## Ausgewählter Textauszug
=====

Es geht dabei nicht nur um Politik und Finanzen, sondern um grundlegende Freiheiten und Menschenbilder. Dass meine Freiheit, überall joggen zu gehen nun eingeschränkt ist, zeigt wie lieb mir diese ganzen Rechte und Freiheiten sind.
Und es ist eine Warnung, wie meine Welt werden könnte, wenn Europakritiker politische Entscheidungsmacht bekämen. Das offene Europa ist nichts, was einfach weiter besteht, man muss die interstaatlichen Beziehungen pflegen. Grenzen abzubauen und die Menschen zusammenzubringen sollte nach der Krise wieder an erster Stelle stehen. All die Herausforderungen: Wiederaufbau der Wirtschaft, Hilfeleistungen, Rettungsschirme, das alles könnte auf europäischer Ebene gedacht werden.
Wir tragen Verantwortung füreinander. Schließlich sind in einigen Ländern die Gesundheitssysteme marode, weil die EU ihnen einen strengen Sparkurs auferlegt hat. Ich sehe das Konzept Europa wie eine polyamoröse Ehe. In guten wie in schlechten Zeiten. Dabei darf jeder seine Meinung frei äußern, und reden, wie ihm/ihr der Schnabel gewachsen ist (die Welt wäre traurig ohne Schwiizerdütsch). Durch das Teilen von Ideen und Überzeugungen entsteht Neues.
Wir müssen uns klar werden, was wir für Freiheiten haben, und dafür kämpfen, sie zu erhalten. Sonst kommen irgendwann die an die Macht, die daran arbeiten, diese Freiheiten abzuschaffen, weil sie Angst vor der Sprache oder den Ideen der anderen haben. Das dürfen wir nicht zulassen.
Für meine Joggingstrecke habe ich zwar würdigen Ersatz auf deutscher Seite gefunden, aber meine Lieblingsstrecke wird immer die über alle Grenzen sein.

=====

## Rohdaten
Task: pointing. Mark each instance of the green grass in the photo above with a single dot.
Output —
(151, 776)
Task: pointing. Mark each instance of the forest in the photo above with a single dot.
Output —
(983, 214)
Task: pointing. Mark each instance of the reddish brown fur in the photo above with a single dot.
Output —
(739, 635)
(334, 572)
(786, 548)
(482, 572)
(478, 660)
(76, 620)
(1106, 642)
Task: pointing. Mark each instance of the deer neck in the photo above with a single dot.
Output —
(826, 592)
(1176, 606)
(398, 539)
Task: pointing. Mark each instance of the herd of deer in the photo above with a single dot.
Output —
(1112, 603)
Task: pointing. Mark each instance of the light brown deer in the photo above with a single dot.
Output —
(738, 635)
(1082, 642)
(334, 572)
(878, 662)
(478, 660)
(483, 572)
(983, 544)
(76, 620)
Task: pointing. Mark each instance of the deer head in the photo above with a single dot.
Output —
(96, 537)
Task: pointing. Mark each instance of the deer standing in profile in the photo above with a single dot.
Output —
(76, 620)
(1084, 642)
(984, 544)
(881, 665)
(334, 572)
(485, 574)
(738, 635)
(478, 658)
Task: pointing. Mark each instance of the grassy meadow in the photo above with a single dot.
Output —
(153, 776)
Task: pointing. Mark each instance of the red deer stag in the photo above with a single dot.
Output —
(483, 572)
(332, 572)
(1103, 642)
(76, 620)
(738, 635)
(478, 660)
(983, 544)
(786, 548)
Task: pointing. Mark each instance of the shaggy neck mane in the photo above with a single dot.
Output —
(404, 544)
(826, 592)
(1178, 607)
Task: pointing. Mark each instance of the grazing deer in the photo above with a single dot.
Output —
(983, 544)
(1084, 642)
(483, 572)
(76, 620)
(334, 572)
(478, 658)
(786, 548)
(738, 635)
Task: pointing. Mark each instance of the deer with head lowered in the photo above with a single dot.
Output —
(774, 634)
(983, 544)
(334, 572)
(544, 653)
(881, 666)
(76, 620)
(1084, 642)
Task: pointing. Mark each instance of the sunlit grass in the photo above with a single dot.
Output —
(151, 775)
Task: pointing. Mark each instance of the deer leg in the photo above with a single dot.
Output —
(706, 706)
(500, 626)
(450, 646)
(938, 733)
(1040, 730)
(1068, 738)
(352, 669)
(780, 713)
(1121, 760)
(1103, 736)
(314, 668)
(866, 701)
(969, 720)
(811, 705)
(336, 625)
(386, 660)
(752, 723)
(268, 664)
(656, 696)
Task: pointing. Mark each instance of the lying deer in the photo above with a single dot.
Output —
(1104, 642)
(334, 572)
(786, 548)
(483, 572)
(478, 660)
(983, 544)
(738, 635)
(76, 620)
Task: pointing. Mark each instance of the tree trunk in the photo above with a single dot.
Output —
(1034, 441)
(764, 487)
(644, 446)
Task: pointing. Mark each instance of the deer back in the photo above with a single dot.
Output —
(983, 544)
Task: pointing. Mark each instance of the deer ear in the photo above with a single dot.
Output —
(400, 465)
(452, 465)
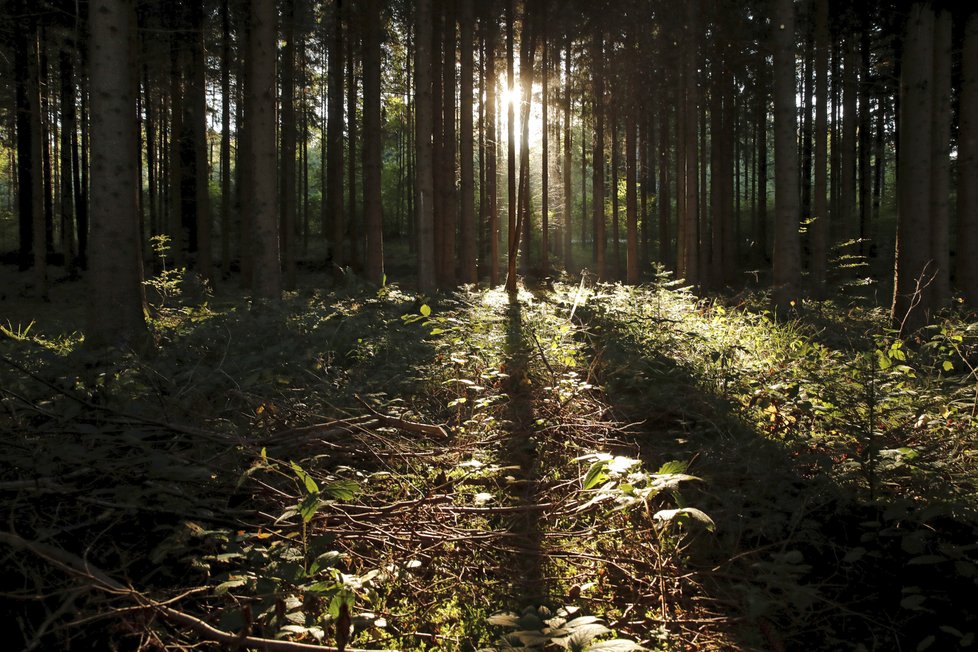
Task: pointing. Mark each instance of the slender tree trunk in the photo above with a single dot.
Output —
(967, 241)
(116, 302)
(198, 105)
(820, 219)
(787, 251)
(914, 269)
(467, 227)
(940, 208)
(688, 267)
(373, 215)
(512, 236)
(449, 190)
(334, 137)
(631, 177)
(351, 234)
(287, 193)
(568, 162)
(260, 113)
(545, 160)
(68, 127)
(225, 138)
(597, 148)
(424, 108)
(492, 143)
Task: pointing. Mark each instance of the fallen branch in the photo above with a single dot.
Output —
(79, 567)
(403, 424)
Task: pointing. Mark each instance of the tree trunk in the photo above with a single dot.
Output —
(287, 195)
(510, 153)
(819, 226)
(492, 142)
(68, 126)
(198, 106)
(225, 138)
(940, 209)
(597, 149)
(967, 241)
(914, 267)
(424, 108)
(116, 301)
(467, 227)
(787, 251)
(334, 136)
(449, 192)
(372, 211)
(568, 162)
(260, 114)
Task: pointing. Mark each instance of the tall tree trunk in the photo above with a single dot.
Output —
(372, 210)
(36, 162)
(25, 147)
(568, 162)
(334, 136)
(850, 120)
(287, 194)
(198, 106)
(688, 267)
(467, 227)
(631, 173)
(664, 201)
(116, 302)
(597, 149)
(940, 209)
(967, 241)
(787, 250)
(914, 267)
(225, 137)
(424, 111)
(820, 219)
(523, 218)
(351, 234)
(449, 190)
(68, 127)
(545, 157)
(492, 143)
(260, 114)
(512, 237)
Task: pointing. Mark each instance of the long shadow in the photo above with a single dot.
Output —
(528, 584)
(797, 562)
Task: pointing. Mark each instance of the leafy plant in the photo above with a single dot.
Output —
(538, 628)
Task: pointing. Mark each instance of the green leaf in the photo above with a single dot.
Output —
(596, 474)
(305, 478)
(616, 645)
(342, 489)
(667, 515)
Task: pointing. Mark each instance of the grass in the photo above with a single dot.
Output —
(673, 472)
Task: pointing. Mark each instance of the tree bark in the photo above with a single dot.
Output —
(819, 226)
(424, 108)
(967, 241)
(914, 266)
(116, 301)
(940, 204)
(372, 210)
(260, 114)
(787, 250)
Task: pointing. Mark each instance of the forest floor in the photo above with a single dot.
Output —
(581, 466)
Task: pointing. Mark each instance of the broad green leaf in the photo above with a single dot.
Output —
(667, 515)
(596, 474)
(616, 645)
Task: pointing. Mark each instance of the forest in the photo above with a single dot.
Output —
(594, 325)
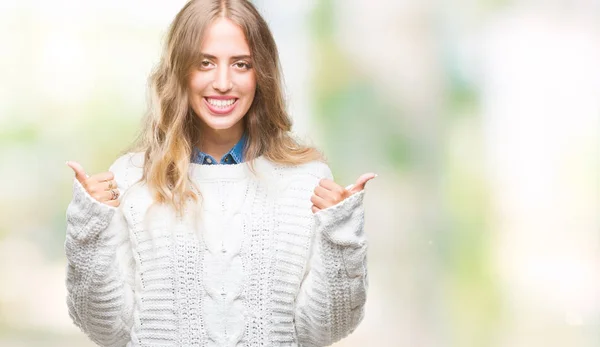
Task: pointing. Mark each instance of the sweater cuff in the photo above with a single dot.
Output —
(86, 216)
(342, 224)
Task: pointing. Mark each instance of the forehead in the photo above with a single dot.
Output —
(224, 38)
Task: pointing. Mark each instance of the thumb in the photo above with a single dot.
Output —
(78, 169)
(360, 183)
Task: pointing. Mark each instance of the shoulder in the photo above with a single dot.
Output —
(128, 169)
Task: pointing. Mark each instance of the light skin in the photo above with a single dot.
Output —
(224, 75)
(225, 71)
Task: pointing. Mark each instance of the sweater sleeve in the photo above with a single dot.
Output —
(99, 265)
(330, 303)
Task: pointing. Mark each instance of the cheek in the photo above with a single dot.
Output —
(197, 83)
(250, 85)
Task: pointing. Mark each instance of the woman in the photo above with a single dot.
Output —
(218, 229)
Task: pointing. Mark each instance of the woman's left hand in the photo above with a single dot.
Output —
(329, 193)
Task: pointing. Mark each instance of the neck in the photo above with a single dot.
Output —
(218, 142)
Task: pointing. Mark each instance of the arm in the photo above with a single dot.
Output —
(100, 295)
(330, 304)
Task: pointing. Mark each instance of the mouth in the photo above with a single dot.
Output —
(220, 106)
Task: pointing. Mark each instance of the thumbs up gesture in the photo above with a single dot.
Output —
(329, 193)
(101, 187)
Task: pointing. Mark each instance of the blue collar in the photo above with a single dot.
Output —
(234, 156)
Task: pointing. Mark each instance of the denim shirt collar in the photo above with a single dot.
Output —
(234, 156)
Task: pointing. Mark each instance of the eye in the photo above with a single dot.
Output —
(205, 64)
(243, 65)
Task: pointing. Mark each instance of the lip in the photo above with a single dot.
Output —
(219, 110)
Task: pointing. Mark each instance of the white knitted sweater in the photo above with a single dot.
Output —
(252, 267)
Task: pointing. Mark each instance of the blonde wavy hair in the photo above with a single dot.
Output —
(170, 128)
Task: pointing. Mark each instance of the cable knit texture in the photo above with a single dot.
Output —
(250, 266)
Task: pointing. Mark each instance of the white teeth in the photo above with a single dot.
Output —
(221, 103)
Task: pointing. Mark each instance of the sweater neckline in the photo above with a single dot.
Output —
(203, 172)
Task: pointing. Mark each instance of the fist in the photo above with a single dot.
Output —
(329, 193)
(101, 187)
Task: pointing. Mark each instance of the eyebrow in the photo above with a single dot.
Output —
(235, 57)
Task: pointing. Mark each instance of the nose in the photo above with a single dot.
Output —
(222, 81)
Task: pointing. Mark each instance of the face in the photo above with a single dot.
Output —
(221, 88)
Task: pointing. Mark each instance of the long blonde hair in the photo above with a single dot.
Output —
(171, 129)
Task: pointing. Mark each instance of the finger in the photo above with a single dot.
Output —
(319, 202)
(361, 181)
(327, 195)
(103, 176)
(110, 184)
(331, 185)
(80, 174)
(113, 203)
(105, 195)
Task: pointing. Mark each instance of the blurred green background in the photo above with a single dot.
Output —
(482, 119)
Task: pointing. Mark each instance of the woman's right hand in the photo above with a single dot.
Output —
(101, 187)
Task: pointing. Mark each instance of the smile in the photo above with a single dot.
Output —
(220, 106)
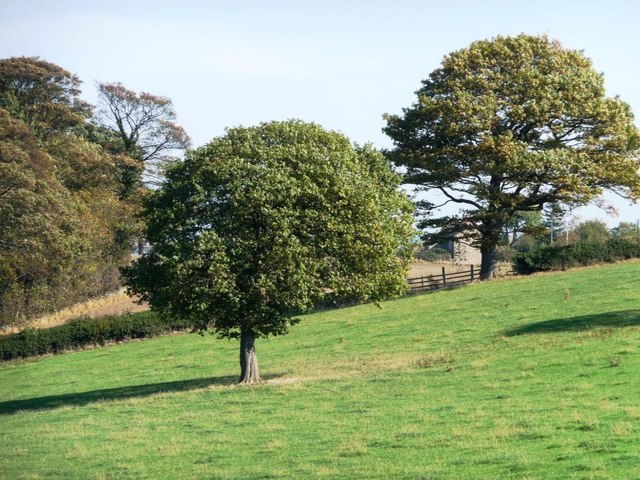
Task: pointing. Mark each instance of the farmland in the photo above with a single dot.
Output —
(525, 378)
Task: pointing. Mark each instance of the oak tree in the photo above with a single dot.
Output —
(264, 223)
(508, 125)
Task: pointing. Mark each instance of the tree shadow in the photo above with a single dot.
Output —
(120, 393)
(623, 318)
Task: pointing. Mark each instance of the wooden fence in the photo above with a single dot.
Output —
(447, 279)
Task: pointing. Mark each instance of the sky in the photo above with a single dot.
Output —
(339, 63)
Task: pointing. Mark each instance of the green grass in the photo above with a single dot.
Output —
(527, 378)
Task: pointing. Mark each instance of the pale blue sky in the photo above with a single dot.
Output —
(341, 64)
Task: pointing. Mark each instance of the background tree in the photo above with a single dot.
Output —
(61, 218)
(555, 221)
(626, 231)
(593, 231)
(144, 130)
(264, 223)
(509, 125)
(42, 95)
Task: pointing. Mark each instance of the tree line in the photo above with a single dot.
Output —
(72, 177)
(264, 222)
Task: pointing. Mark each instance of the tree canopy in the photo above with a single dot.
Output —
(509, 125)
(142, 126)
(264, 223)
(65, 224)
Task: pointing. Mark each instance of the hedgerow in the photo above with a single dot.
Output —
(85, 332)
(550, 258)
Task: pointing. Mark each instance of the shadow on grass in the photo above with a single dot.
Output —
(120, 393)
(624, 318)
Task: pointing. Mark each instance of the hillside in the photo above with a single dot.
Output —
(526, 378)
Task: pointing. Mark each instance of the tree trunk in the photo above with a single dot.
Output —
(489, 262)
(249, 372)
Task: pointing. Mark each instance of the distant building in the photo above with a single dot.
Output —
(462, 251)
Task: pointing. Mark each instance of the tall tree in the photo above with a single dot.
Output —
(508, 125)
(145, 131)
(263, 223)
(63, 229)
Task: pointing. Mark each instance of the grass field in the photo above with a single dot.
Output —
(525, 378)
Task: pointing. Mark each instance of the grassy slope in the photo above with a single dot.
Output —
(501, 380)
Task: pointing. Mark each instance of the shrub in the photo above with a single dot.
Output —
(550, 258)
(86, 331)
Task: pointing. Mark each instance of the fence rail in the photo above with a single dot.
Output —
(443, 280)
(446, 279)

=====

Fasse im Text über das offene Europa den Absatz, der mit „Und es ist eine Warnung“ beginnt, als kurze Stichpunktliste zusammen. Die wesentlichen Aussagen sollen erhalten bleiben.

## Lösung
- Warnung davor, wie die eigene Welt werden könnte, wenn Europakritiker politische Entscheidungsmacht bekämen
- Das offene Europa besteht nicht einfach weiter; die zwischenstaatlichen Beziehungen müssen gepflegt werden.
- Nach der Krise sollten der Abbau von Grenzen und das Zusammenbringen der Menschen wieder Vorrang haben.
- Herausforderungen wie der Wiederaufbau der Wirtschaft, Hilfeleistungen und Rettungsschirme könnten auf europäischer Ebene gedacht werden.